(Exercise requirements): Find every line in the material below that contains the string "foliage", and copy each of those lines in full.

(Given entries):

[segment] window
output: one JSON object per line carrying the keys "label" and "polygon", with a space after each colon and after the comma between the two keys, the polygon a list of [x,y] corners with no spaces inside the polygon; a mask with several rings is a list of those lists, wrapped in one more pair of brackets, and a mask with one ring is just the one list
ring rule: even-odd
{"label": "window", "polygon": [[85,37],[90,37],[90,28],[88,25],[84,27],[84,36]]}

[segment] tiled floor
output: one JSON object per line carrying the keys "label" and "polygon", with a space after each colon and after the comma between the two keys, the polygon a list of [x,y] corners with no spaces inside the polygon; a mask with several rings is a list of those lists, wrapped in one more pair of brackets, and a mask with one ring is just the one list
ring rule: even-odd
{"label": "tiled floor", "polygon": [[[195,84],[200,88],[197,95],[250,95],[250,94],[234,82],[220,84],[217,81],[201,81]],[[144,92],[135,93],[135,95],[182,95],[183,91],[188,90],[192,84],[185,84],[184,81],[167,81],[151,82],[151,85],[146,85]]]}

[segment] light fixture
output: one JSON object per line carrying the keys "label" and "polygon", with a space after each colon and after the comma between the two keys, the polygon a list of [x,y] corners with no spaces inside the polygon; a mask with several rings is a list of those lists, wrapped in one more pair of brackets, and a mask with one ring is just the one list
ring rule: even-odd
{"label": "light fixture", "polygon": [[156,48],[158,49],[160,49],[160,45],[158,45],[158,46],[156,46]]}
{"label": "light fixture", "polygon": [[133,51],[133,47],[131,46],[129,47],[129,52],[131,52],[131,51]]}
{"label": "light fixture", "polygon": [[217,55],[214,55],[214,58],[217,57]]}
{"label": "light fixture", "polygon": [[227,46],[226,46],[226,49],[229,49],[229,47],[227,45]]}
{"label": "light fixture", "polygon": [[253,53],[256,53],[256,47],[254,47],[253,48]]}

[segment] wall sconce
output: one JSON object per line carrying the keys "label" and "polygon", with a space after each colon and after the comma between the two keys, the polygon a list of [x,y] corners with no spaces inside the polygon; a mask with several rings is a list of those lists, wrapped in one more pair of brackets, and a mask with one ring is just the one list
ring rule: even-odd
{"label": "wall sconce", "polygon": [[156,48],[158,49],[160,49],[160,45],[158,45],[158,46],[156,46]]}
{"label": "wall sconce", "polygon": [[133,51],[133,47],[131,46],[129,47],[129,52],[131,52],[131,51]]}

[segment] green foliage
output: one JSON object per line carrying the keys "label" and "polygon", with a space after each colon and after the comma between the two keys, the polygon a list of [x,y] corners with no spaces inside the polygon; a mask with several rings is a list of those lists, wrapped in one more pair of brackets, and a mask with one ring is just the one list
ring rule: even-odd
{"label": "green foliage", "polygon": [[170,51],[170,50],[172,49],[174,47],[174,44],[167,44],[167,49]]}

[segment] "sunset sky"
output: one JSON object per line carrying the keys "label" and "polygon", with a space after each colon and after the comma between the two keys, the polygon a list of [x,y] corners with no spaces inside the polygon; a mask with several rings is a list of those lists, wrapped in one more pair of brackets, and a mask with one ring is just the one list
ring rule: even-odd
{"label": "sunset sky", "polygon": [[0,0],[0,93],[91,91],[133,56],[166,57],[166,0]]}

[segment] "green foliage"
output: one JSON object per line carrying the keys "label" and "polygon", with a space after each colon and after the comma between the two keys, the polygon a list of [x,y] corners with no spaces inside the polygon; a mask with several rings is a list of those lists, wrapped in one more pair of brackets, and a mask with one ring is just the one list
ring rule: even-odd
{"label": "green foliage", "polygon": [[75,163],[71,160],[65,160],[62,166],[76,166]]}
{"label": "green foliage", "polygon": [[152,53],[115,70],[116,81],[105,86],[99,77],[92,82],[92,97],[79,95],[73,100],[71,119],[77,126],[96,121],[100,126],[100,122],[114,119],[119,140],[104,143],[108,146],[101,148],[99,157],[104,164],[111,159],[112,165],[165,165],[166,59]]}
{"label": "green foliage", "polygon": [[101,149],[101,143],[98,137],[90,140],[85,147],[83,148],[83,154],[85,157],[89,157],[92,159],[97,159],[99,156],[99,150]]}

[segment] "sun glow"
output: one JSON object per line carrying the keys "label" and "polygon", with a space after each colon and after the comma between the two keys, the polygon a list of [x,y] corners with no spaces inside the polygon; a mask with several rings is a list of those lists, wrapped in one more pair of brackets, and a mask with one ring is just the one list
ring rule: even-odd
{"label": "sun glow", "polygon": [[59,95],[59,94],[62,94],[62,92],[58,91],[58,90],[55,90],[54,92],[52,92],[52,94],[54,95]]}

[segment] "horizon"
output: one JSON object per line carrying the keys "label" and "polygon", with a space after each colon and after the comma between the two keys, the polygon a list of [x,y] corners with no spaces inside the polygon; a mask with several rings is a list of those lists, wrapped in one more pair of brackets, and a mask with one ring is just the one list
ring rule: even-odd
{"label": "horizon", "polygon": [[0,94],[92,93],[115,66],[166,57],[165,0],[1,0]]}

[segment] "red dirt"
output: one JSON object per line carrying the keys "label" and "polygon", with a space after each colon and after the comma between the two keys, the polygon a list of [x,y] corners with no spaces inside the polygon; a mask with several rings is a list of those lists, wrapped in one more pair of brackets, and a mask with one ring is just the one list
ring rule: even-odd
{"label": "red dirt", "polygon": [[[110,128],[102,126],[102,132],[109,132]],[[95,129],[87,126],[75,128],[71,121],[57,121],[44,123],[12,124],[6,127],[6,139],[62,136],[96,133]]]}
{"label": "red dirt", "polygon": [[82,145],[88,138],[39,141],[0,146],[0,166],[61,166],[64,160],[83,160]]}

...

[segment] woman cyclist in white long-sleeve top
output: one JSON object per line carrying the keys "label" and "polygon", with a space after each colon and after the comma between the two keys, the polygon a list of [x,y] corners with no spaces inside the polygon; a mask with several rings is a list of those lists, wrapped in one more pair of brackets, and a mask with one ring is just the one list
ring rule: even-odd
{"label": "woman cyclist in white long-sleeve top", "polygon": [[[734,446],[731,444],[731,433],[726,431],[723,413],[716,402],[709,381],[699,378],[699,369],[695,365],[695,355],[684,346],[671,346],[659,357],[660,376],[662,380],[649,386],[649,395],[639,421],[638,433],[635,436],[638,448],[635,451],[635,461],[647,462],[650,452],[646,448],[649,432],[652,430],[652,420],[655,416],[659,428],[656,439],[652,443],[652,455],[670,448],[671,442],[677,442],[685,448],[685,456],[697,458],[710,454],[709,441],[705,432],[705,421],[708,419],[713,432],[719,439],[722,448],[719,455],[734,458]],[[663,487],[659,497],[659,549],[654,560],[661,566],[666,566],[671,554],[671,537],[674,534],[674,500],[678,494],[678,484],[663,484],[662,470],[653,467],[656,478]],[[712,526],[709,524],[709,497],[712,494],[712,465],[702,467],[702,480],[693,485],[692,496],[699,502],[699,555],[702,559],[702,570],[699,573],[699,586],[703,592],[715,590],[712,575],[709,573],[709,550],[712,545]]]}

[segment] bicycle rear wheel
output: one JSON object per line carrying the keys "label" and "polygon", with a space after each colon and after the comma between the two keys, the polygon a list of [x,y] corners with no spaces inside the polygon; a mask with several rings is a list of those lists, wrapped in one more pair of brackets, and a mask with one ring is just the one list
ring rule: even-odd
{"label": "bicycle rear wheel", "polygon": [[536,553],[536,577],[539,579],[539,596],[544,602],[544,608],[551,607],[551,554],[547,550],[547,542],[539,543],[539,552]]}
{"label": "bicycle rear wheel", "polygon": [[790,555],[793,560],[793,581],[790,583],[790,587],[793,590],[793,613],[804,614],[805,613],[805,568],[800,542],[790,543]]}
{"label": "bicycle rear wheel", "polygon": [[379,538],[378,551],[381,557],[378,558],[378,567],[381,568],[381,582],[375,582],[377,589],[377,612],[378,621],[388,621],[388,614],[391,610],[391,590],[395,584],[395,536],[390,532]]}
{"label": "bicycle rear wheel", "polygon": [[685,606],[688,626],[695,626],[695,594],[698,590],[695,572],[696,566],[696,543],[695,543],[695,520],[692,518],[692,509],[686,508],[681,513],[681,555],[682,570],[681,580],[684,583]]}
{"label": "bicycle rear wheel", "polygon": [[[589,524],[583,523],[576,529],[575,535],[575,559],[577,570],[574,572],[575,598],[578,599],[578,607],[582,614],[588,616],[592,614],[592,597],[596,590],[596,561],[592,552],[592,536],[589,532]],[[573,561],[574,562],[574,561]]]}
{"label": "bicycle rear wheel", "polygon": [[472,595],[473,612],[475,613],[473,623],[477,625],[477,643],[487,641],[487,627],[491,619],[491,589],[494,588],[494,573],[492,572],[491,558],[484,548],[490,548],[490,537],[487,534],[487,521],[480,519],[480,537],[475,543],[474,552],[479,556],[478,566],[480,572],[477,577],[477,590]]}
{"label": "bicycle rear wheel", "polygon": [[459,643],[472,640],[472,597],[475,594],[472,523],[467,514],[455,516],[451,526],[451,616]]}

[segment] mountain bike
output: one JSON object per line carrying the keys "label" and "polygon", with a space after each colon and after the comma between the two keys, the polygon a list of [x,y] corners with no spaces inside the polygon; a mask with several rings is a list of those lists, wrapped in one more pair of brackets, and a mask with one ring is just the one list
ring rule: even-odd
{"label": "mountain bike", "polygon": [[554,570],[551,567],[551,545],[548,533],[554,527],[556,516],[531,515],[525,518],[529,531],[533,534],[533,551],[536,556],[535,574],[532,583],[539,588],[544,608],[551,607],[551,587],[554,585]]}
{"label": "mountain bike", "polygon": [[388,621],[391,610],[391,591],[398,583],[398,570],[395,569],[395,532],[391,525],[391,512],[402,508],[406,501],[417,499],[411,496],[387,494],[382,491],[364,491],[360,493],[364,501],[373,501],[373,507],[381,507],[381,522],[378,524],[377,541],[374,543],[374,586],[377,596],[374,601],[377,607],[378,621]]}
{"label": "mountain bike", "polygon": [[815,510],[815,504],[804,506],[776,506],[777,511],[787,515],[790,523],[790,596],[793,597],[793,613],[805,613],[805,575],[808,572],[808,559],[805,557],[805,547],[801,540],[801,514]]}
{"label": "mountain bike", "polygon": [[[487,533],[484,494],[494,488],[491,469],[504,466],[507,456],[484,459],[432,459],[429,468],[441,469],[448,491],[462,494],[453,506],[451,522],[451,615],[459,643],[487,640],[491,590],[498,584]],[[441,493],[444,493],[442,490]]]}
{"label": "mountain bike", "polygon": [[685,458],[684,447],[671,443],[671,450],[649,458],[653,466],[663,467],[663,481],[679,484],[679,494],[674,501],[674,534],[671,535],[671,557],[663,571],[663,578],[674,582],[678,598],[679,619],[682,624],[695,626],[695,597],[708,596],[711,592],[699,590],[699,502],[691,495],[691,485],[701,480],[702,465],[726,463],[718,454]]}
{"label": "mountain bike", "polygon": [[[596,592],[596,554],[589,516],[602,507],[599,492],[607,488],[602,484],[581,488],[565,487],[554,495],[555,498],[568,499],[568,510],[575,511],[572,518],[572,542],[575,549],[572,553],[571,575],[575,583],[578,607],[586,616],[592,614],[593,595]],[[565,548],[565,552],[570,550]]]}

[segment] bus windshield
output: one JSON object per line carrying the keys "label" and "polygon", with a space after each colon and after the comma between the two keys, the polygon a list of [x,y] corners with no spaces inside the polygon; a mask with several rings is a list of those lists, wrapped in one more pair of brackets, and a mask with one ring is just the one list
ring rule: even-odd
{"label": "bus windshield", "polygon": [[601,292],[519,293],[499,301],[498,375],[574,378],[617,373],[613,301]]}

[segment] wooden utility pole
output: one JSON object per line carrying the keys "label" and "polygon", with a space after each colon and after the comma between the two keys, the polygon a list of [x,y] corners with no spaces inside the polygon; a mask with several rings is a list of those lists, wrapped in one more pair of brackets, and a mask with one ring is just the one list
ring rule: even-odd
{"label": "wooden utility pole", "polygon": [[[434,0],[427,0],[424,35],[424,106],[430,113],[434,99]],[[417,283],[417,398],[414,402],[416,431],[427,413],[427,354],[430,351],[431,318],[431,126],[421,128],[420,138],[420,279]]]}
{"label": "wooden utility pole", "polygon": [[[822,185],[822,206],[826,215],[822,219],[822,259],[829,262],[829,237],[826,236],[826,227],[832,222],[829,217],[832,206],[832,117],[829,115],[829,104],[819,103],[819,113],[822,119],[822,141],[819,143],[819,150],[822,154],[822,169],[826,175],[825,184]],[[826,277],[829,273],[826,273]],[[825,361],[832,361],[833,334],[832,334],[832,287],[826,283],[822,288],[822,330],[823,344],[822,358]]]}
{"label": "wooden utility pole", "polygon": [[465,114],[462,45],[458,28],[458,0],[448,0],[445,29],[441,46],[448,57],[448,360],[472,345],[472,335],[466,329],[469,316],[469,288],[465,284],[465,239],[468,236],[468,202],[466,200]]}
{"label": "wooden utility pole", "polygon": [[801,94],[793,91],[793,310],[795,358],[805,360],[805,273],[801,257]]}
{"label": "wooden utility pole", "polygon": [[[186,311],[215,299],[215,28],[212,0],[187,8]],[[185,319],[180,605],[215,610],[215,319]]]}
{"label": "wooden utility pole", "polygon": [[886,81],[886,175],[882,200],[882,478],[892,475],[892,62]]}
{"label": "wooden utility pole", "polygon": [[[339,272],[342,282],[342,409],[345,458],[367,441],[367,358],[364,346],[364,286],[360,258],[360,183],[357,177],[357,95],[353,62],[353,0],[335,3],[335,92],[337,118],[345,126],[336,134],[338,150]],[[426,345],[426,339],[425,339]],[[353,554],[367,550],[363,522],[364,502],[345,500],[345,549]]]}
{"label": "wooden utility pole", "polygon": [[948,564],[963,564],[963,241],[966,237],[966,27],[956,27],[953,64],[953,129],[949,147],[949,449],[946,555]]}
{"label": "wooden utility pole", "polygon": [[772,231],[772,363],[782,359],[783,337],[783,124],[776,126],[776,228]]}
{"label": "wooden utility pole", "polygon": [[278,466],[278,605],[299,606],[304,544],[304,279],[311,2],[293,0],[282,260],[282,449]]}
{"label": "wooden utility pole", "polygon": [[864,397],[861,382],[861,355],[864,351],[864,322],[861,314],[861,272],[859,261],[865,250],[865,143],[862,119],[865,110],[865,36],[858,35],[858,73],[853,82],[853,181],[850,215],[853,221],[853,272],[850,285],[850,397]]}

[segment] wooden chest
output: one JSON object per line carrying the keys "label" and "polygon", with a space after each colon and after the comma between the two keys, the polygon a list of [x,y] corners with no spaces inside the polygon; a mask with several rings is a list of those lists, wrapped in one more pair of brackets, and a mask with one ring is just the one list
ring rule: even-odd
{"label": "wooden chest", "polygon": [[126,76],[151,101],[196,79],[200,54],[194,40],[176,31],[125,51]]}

...

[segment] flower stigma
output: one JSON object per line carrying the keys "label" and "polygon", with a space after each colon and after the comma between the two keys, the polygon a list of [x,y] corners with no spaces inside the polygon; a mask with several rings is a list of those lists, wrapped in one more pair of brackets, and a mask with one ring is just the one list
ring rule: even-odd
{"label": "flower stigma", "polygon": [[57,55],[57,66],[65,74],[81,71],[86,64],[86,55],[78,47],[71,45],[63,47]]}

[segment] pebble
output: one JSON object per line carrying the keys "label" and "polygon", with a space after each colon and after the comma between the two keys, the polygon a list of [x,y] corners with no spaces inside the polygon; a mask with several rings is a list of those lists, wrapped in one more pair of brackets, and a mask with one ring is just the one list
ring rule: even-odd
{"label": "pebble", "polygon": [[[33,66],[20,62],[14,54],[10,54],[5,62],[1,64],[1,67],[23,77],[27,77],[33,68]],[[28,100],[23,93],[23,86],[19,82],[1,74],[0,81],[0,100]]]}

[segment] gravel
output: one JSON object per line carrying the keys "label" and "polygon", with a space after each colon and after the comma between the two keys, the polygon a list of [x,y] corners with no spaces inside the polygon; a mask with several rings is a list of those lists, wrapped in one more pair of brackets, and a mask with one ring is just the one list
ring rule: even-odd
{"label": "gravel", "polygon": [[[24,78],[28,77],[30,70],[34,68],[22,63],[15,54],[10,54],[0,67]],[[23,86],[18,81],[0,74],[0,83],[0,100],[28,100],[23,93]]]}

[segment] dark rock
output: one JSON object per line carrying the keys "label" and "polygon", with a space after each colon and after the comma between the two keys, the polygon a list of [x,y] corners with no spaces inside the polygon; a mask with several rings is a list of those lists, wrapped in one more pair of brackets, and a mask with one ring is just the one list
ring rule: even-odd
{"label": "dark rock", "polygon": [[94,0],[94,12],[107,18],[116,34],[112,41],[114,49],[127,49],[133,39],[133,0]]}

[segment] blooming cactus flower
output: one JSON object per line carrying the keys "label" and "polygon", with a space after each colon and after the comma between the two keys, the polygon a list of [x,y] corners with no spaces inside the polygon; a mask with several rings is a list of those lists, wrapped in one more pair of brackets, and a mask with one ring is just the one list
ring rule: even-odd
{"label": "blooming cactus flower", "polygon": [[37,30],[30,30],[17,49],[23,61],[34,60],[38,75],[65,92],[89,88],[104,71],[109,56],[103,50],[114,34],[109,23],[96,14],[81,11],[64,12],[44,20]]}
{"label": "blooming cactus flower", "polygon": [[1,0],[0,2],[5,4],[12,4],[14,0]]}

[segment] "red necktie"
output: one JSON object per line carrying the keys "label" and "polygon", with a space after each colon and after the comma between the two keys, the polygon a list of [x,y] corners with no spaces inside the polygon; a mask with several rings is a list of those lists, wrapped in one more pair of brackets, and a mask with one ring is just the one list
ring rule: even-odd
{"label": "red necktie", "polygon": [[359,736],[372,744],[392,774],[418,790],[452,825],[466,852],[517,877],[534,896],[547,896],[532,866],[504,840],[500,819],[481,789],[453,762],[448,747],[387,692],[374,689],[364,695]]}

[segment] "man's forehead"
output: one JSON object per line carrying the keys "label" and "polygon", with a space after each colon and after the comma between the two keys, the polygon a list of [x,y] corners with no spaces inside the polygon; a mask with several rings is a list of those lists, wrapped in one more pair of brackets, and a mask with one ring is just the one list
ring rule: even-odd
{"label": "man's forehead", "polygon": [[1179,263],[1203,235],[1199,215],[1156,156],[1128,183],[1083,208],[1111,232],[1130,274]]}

(Answer to this task):
[segment] green foliage
{"label": "green foliage", "polygon": [[170,51],[170,50],[172,49],[174,47],[174,44],[167,44],[167,49]]}
[segment] "green foliage"
{"label": "green foliage", "polygon": [[75,163],[71,160],[65,160],[62,166],[76,166]]}
{"label": "green foliage", "polygon": [[152,53],[115,70],[116,81],[105,86],[99,77],[92,82],[92,97],[79,95],[73,100],[71,119],[77,126],[96,121],[100,126],[100,122],[114,119],[119,140],[104,143],[108,146],[101,148],[99,157],[104,164],[111,159],[112,165],[165,165],[166,59]]}
{"label": "green foliage", "polygon": [[101,149],[101,143],[98,137],[90,140],[85,147],[83,148],[83,154],[85,157],[89,157],[92,159],[97,159],[99,156],[99,150]]}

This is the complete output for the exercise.